● Required work: Of the entries below, return exactly those lines that fall between the one containing "Target: sandy beach" and the one containing "Task: tag every instance of the hillside", the two end lines included.

------ Records ------

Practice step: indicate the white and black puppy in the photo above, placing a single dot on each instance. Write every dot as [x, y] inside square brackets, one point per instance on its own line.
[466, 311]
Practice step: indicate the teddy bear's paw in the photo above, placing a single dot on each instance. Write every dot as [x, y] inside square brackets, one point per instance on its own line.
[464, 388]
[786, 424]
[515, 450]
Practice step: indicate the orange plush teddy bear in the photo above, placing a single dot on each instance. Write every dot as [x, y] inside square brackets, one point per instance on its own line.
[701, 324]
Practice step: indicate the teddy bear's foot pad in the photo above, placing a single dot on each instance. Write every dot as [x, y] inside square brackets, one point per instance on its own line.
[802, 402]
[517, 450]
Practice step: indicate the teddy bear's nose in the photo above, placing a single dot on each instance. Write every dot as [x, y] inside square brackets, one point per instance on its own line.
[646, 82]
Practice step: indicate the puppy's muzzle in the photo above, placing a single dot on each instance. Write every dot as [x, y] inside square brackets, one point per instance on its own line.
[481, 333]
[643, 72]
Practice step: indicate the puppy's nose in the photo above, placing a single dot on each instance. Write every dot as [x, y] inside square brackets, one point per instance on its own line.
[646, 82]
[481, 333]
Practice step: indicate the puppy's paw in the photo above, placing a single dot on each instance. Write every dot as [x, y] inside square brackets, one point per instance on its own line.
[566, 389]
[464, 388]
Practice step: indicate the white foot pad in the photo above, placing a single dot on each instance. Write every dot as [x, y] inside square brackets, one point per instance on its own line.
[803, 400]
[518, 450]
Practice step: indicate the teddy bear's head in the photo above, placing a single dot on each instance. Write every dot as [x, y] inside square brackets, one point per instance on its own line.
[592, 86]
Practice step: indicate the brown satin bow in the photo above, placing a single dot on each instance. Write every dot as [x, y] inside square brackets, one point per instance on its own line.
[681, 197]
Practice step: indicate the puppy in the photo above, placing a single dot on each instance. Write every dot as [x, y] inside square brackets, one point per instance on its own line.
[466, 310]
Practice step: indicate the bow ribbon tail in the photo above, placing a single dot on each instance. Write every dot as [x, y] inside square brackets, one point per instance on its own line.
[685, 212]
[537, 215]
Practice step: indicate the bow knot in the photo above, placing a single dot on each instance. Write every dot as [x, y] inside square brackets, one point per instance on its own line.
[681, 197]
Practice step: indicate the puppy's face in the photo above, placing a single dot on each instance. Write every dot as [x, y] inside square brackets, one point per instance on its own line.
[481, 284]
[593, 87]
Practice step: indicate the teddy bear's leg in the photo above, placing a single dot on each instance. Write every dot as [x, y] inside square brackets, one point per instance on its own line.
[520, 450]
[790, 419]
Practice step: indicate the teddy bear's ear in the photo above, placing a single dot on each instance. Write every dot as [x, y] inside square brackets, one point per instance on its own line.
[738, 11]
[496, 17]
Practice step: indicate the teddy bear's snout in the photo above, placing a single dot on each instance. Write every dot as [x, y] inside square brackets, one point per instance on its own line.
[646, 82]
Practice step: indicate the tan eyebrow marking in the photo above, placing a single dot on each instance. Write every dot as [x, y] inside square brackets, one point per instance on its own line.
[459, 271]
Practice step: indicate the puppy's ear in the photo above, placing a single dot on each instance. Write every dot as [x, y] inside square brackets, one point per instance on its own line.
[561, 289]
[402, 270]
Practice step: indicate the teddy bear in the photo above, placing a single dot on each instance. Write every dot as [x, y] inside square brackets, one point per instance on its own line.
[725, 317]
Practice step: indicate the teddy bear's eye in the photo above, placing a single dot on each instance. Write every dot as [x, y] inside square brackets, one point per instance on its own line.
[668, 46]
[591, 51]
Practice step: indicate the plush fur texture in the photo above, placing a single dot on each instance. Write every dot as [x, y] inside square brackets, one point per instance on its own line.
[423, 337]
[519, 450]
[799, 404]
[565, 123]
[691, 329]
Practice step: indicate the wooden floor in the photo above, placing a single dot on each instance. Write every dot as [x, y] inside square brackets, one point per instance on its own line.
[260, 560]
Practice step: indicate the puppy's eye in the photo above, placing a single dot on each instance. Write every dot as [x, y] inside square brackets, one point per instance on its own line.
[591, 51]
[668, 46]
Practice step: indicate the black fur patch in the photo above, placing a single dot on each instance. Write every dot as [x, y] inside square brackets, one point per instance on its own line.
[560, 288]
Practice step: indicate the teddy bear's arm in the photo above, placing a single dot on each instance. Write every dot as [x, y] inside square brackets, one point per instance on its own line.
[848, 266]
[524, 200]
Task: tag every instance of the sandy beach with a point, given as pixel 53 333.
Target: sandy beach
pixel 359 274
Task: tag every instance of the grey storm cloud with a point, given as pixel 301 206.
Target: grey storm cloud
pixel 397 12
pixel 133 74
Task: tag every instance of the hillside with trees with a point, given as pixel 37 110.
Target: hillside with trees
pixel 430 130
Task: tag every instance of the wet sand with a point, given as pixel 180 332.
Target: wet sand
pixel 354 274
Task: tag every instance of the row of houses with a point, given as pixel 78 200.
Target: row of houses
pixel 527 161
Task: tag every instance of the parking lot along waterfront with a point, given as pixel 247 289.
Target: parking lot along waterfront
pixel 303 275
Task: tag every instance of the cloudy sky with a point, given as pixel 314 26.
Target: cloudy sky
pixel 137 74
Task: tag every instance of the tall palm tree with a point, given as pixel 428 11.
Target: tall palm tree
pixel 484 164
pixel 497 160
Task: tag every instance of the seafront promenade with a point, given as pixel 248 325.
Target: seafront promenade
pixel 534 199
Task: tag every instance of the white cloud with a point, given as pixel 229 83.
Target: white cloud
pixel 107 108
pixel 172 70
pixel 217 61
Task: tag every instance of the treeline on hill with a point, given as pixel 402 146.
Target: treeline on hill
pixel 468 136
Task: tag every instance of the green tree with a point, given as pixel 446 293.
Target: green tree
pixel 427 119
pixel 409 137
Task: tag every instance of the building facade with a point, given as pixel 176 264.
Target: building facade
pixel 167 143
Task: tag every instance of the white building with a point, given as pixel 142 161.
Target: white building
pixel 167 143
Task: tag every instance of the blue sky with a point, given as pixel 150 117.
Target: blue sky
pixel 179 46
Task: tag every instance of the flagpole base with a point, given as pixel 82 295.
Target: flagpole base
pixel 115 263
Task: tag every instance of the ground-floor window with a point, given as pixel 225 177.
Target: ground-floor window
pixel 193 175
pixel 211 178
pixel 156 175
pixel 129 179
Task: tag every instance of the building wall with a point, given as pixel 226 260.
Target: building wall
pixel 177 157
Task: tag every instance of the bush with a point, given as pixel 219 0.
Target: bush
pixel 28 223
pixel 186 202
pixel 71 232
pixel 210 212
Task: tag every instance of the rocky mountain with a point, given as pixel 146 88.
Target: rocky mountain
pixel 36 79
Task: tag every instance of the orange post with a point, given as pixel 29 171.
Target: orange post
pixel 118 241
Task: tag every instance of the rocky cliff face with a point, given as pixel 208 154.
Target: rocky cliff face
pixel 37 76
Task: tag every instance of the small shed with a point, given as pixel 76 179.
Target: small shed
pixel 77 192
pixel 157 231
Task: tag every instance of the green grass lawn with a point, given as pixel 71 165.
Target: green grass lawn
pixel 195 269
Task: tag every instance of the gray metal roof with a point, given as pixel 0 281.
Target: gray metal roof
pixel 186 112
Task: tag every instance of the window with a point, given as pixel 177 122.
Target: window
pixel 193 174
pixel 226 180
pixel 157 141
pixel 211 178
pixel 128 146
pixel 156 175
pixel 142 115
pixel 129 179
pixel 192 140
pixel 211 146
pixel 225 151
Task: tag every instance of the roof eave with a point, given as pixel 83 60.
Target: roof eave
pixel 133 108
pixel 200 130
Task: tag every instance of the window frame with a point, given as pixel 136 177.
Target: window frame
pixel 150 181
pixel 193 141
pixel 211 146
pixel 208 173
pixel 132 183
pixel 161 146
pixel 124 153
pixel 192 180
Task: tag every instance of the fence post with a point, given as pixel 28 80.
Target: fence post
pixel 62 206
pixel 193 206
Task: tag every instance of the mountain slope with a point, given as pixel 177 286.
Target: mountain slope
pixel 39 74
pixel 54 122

------
------ Records ------

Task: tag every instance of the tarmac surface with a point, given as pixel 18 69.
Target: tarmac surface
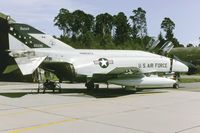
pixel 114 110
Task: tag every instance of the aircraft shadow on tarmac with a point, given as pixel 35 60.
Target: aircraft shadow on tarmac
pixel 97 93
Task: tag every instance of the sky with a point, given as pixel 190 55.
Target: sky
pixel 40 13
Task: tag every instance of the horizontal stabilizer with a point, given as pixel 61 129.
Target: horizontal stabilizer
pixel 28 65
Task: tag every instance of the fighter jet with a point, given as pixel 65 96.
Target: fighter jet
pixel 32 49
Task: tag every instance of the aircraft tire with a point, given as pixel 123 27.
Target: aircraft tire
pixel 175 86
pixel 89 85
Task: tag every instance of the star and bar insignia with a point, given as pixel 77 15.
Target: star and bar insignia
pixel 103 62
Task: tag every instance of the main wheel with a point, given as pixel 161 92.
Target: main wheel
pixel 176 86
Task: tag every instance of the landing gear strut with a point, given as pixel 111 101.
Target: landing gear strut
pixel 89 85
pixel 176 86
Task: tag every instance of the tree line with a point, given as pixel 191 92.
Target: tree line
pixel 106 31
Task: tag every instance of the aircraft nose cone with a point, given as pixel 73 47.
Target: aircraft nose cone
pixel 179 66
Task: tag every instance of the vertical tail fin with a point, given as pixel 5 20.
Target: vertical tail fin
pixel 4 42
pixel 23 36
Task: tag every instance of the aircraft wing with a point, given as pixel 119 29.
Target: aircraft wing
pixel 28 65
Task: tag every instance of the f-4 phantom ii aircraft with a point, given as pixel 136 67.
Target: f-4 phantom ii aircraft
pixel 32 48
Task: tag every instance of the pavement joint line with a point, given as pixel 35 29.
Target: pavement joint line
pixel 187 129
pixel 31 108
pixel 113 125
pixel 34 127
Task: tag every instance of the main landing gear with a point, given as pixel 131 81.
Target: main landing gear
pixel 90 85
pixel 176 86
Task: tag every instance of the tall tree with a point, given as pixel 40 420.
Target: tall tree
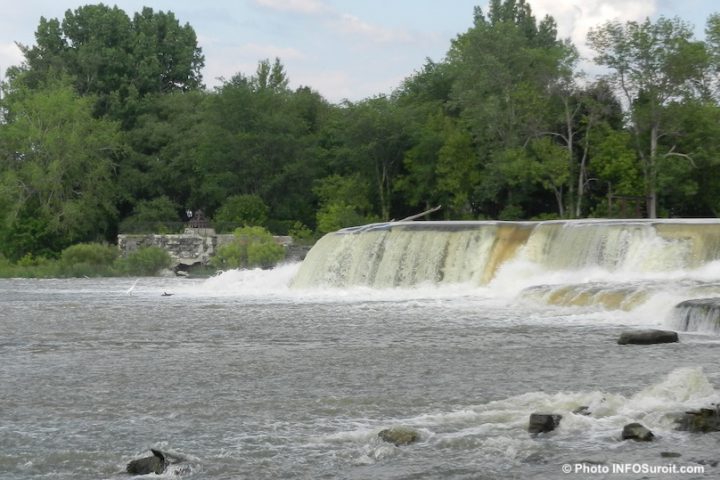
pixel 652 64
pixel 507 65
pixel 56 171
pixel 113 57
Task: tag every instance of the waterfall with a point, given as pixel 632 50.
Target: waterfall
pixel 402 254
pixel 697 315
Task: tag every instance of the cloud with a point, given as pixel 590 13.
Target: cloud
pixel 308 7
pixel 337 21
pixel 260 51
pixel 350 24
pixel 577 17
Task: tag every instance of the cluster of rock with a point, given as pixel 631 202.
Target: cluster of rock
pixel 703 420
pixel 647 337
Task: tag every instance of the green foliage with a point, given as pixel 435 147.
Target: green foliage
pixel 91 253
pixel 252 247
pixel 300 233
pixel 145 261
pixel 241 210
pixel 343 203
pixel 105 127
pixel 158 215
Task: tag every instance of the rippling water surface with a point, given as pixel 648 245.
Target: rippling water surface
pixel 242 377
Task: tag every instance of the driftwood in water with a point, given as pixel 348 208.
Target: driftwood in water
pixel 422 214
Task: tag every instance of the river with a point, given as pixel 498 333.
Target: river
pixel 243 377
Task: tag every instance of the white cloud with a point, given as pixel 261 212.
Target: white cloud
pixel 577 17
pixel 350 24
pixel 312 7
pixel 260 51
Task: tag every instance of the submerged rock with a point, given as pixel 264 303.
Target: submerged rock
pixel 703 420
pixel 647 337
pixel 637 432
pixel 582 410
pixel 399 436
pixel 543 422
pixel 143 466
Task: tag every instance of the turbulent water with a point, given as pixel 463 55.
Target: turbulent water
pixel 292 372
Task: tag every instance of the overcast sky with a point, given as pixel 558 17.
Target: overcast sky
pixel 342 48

------

● Exercise response:
Target: sandy beach
pixel 359 274
Task: tag every instance of the grey storm cloud with a point, given as pixel 301 206.
Target: grey storm cloud
pixel 397 12
pixel 133 74
Task: tag every instance of the hillside with trees with a point, given as pixel 37 110.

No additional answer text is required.